#### [DIRECTIONS]
Reproduce the listing below word for word, but omit the pictures from your copy.

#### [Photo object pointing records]
------------------------------------------------------------

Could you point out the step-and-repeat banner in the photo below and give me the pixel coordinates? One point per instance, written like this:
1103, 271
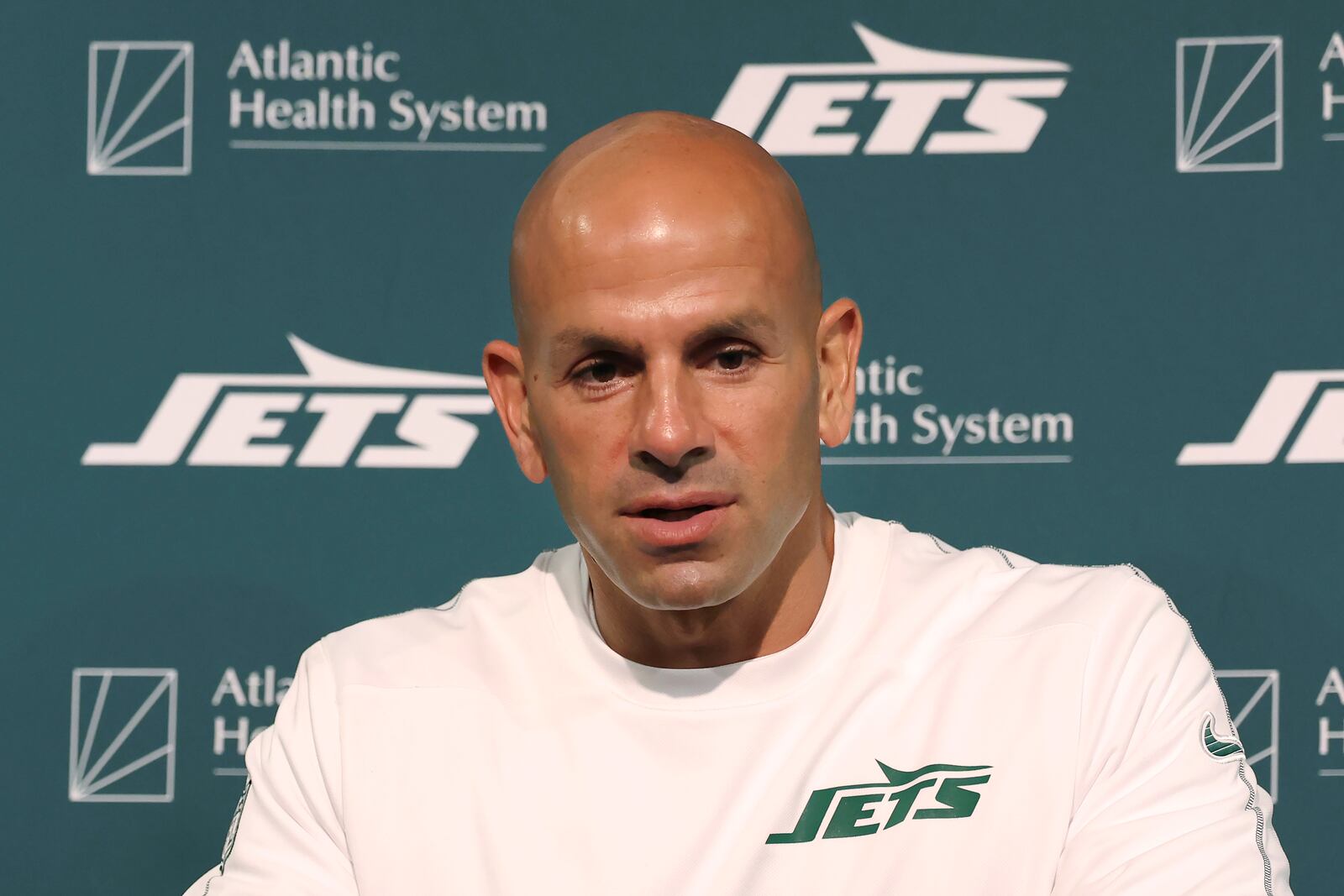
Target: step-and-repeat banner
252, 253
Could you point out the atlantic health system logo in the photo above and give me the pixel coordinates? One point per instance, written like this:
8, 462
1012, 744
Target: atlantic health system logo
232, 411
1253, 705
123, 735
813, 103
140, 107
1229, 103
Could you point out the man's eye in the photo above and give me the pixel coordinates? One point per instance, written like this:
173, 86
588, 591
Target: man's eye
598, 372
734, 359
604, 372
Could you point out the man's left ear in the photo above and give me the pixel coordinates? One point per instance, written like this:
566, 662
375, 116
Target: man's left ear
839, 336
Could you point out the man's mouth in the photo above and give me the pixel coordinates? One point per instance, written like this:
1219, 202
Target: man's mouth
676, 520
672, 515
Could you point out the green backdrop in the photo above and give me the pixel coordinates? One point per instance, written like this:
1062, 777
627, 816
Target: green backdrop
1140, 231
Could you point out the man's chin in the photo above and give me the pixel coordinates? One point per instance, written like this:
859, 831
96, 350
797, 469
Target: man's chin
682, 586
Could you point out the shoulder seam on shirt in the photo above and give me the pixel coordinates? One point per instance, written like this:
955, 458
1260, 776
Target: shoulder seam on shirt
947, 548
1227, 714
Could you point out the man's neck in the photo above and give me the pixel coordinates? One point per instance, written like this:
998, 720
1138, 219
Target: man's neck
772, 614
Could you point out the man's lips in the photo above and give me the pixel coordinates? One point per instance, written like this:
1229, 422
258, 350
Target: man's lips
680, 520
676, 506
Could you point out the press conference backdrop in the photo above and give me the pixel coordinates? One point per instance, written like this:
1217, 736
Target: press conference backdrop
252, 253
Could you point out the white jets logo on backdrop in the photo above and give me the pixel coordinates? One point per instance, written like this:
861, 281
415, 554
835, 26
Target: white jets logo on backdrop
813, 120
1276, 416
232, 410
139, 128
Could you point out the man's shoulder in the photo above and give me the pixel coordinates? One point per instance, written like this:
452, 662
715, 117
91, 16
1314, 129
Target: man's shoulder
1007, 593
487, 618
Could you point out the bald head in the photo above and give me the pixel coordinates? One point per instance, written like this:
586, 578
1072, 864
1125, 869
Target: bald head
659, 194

------------------------------------------------------------

#### [RESULT]
Could you point out the step-and-repeat banner in the photo below and give me the pixel coordinates? One point per instance, written like this:
1103, 271
Target: step-and-repeat banner
252, 253
Could you point out the atlantic health system logo in the photo above and give me the pixel coordinates? One point per instance, written like this:
8, 462
1012, 744
Target: atlantic health system logo
232, 411
1253, 705
123, 735
813, 103
140, 107
1229, 103
Could you point out the man's eye in the photo above and give me the pixel coordinates? One point per instance, written like this:
173, 86
588, 591
Target: man's eye
598, 372
734, 359
604, 372
Could you point out the man's left ear in the photo above and give me the pixel coordinates? One point per instance, written like this:
566, 662
375, 116
Target: man's left ear
839, 336
Could you point out the man's mouth in the photo above and give me the pixel coordinates? One point per instance, written like this:
1219, 202
Target: man's mouth
676, 520
672, 515
Could you point out the green backdrop in the photo above and give me the pixel coordinates? One point per instance, written like this:
1062, 777
627, 816
Target: green backdrop
1140, 231
Could you point out the man's chin in the photo above and give me the pixel coordinates? One point per instance, written like this:
859, 831
96, 350
797, 469
Target: man's chin
682, 586
Could you point out the shoulder seam on shirt in the photo above and give me the pixel coordinates? One point per instance, written like this:
955, 458
1260, 776
Target: shoulder seam on shirt
947, 548
1227, 714
Could you point out the man's neck in the photo above and give me the pixel coordinates? One point per instance, written like this:
998, 720
1138, 219
Target: man's neck
772, 614
Could you point out the man's lips in the photo above and give me the pixel coordinates? One point per instance, written like this:
1229, 422
258, 350
Target: man's lips
680, 520
676, 506
Could you point out the press conference backdrop in the photo above and give me the pixel coordinates? One point per instance, written like this:
1217, 736
Target: press conference backdrop
252, 253
Could you point out the white jets logo on backdrop in the photo above and give me the pixel coordinates? One point per instance, written like this:
861, 281
415, 554
835, 26
Target: white jets logo on backdrop
813, 120
1276, 416
232, 410
139, 128
Could you point out the man's shoulder in the photo above and give me the pixel coordinates? One point per instance, written like this:
452, 662
715, 117
91, 16
1314, 129
Target: man's shoulder
1007, 593
487, 618
Could you point out the bald head in the photo above and give me the pixel coordinates? One point per instance, written like this:
586, 578
1072, 864
1125, 869
Target: bald head
659, 194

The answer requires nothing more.